▸ SELECTED PASSAGE:
--- Begin ---

April 2026 became one of the worst months on record for DeFi security, with $629.7 million stolen across 25 incidents. KelpDAO and Drift Protocol accounted for the majority of losses, as attackers shifted focus from smart contract bugs to off-chain infrastructure vulnerabilities including compromised RPC nodes and social engineering campaigns.

The decentralized finance sector has recorded its worst month for security breaches in more than a year, with losses from crypto hacks reaching $629.7 million in April 2026 across 25 separate incidents. The figure represents the highest monthly total since February 2025, when $1.47 billion was stolen in a period dominated by the Bybit exchange breach.


Two Exploits Drive the Majority of Losses


Two incidents dominated the monthly total. KelpDAO, a restaking platform, suffered a $293 million exploit, while Drift Protocol, a DeFi derivatives exchange, lost $280 million in a separate breach. Together, the two attacks accounted for 82% of April's total losses, according to data from DeFiLlama.


Smaller incidents compounded the damage. Wasabi Protocol, a DeFi derivatives platform, was drained of approximately $5.5 million across Ethereum, Base, Blast and Berachain networks in an ongoing exploit flagged by security firm CertiK. Sweat Economy, a move-to-earn platform, lost $3.46 million representing roughly 65% of its liquidity pool in under 30 seconds, though the protocol later confirmed that stolen funds were frozen on the MEXC exchange. Aftermath Finance, a Sui-based trading platform, lost approximately $1.1 million in USDC across 11 transactions in 36 minutes.


Attackers Shift Focus to Off-Chain Infrastructure


Security analysts say April's spike reflects a structural shift in how sophisticated attackers approach DeFi protocols. Rather than exploiting smart contract code directly, threat actors are increasingly targeting the off-chain systems that protocols depend on, including remote procedure call nodes, cloud key management systems and human access layers.


"What connects these incidents is that well-resourced attackers are finding novel ways to exploit the seams between on-chain protocols and the off-chain systems they depend on," said Yaniv Nissenboim, head of security solutions at Chainalysis. He noted that in many cases, on-chain transactions appeared fully legitimate even as the underlying infrastructure had already been compromised.


Nissenboim added that real-time monitoring and automated safeguards are becoming critical tools for protocol defense, citing the detection of abnormal minting patterns and cross-chain inconsistencies during the KelpDAO incident. Rapid detection in that case helped prevent a second theft of approximately $95 million.

--- End ---

▸ ENTRIES:
--- Begin ---

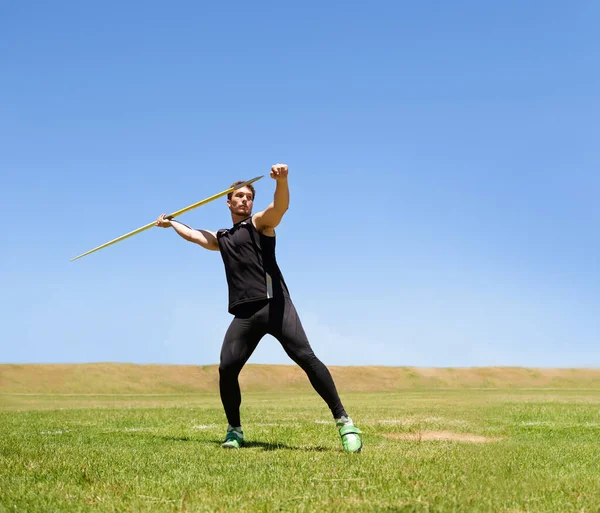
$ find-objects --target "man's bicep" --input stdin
[255,203,285,228]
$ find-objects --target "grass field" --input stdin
[0,362,600,512]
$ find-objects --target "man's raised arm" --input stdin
[156,214,219,251]
[254,164,290,230]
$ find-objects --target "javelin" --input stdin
[70,175,264,262]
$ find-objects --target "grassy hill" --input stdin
[0,363,600,394]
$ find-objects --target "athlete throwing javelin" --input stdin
[156,164,362,452]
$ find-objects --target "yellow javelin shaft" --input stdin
[70,175,264,262]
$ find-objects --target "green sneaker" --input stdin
[221,429,244,449]
[336,417,362,452]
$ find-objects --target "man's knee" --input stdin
[219,361,242,378]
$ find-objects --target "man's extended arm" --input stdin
[254,164,290,230]
[156,214,219,251]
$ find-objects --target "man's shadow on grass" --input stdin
[152,436,333,452]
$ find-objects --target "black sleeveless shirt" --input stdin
[217,217,289,315]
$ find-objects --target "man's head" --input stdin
[227,181,255,220]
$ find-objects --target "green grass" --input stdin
[0,390,600,512]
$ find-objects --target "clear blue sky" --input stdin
[0,0,600,367]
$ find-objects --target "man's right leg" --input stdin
[219,305,267,447]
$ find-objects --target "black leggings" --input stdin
[219,298,346,426]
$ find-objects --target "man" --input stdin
[156,164,362,452]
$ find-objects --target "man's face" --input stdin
[227,187,253,216]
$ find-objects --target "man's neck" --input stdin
[231,214,252,224]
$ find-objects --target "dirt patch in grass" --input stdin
[383,431,502,444]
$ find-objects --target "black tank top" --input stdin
[217,217,289,315]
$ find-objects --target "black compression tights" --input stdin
[219,298,346,426]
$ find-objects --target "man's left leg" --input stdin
[269,298,362,452]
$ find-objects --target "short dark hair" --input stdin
[227,180,256,201]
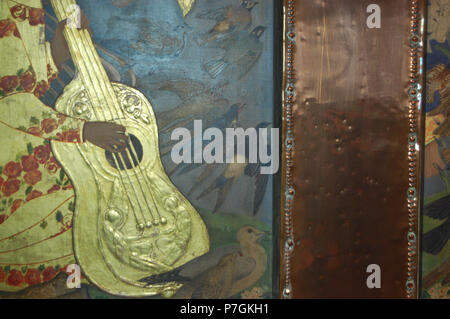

--- End ---

▸ WHAT THIS EXERCISE ASKS:
• 1. According to the DeFi security article, what share of April's total losses did the KelpDAO and Drift Protocol attacks account for together?
• 2. Reproduce word for word the portion of the DeFi security article starting at "Smaller incidents compounded" and ending at "in 36 minutes.".

▸ SOLUTION SET:
• 1. 82%

• 2.
Smaller incidents compounded the damage. Wasabi Protocol, a DeFi derivatives platform, was drained of approximately $5.5 million across Ethereum, Base, Blast and Berachain networks in an ongoing exploit flagged by security firm CertiK. Sweat Economy, a move-to-earn platform, lost $3.46 million representing roughly 65% of its liquidity pool in under 30 seconds, though the protocol later confirmed that stolen funds were frozen on the MEXC exchange. Aftermath Finance, a Sui-based trading platform, lost approximately $1.1 million in USDC across 11 transactions in 36 minutes.